* **Problem**:
Rewrite the items below as a two-column CSV with the header item_text,answer, giving one row per item. Put each item's text and its answer in a single quoted field, and replace every line break with a space.

* Begin Extracted data *

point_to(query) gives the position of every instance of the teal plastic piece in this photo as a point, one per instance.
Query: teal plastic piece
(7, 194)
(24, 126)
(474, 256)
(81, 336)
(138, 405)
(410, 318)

* End Extracted data *

* **Response to the task**:
item_text,answer
"point_to(query) gives the position of every instance of the teal plastic piece in this photo as a point, one per instance. Query: teal plastic piece","(7, 194) (24, 126) (474, 256) (81, 336) (138, 405) (410, 318)"